:: WHAT YOU SHOULD DO ::
Please transcribe, exactly and only, the lines of the records below from the one holding "target | coltsfoot flower" to the very end.

[Natural language region descriptions]

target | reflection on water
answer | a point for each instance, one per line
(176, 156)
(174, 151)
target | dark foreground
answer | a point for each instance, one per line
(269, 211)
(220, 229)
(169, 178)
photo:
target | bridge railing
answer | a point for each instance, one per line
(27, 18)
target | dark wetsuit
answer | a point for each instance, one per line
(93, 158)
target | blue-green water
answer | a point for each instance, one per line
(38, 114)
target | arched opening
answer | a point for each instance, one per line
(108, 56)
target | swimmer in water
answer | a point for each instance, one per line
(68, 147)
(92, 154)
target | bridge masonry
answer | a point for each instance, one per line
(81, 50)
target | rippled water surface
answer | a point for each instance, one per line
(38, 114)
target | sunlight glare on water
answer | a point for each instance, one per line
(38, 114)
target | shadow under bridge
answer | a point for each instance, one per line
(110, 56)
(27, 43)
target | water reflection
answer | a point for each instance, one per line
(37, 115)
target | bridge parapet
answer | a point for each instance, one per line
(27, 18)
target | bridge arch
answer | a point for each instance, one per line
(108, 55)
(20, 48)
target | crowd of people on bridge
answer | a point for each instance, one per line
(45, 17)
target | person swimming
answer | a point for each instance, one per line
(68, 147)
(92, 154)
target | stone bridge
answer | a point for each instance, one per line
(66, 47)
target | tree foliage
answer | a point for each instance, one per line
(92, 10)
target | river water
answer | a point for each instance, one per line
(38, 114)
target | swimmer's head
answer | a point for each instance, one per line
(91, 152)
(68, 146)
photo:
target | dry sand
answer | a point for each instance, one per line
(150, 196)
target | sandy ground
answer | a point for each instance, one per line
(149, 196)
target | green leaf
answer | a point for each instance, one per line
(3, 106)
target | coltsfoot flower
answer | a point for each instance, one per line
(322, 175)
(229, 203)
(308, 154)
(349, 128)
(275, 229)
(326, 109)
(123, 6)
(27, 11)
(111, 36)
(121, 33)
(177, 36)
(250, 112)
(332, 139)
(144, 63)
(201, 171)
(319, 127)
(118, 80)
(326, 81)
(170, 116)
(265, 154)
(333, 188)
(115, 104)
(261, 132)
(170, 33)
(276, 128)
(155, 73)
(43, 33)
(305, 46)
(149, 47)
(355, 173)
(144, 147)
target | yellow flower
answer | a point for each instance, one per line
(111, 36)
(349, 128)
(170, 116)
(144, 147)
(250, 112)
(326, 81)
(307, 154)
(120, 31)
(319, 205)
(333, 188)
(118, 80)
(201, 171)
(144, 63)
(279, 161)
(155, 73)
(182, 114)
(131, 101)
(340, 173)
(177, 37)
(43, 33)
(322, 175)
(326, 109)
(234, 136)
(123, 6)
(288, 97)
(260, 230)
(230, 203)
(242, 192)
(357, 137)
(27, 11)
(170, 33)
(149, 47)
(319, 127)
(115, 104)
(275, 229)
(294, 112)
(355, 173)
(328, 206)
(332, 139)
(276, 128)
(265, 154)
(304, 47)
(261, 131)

:: SOLUTION TO THIS TASK ::
target | coltsfoot flower
answer | a point for each instance, one per line
(322, 175)
(229, 203)
(308, 154)
(349, 128)
(275, 229)
(326, 109)
(123, 6)
(27, 11)
(111, 36)
(121, 33)
(177, 36)
(250, 112)
(332, 139)
(144, 63)
(201, 171)
(319, 127)
(118, 80)
(326, 81)
(170, 116)
(265, 154)
(333, 188)
(115, 104)
(261, 132)
(170, 33)
(276, 128)
(155, 73)
(43, 33)
(305, 46)
(149, 47)
(355, 173)
(144, 147)
target | yellow flower
answer | a point for each instance, one per line
(111, 36)
(349, 128)
(170, 116)
(144, 147)
(250, 112)
(326, 81)
(307, 154)
(120, 31)
(319, 205)
(333, 188)
(118, 80)
(201, 171)
(144, 63)
(279, 161)
(155, 73)
(182, 114)
(131, 101)
(340, 173)
(177, 37)
(43, 33)
(322, 175)
(326, 109)
(234, 136)
(123, 6)
(288, 97)
(260, 230)
(230, 203)
(242, 192)
(357, 137)
(27, 11)
(170, 33)
(149, 47)
(319, 127)
(115, 104)
(275, 229)
(294, 112)
(355, 173)
(328, 206)
(332, 139)
(276, 128)
(265, 154)
(304, 47)
(261, 131)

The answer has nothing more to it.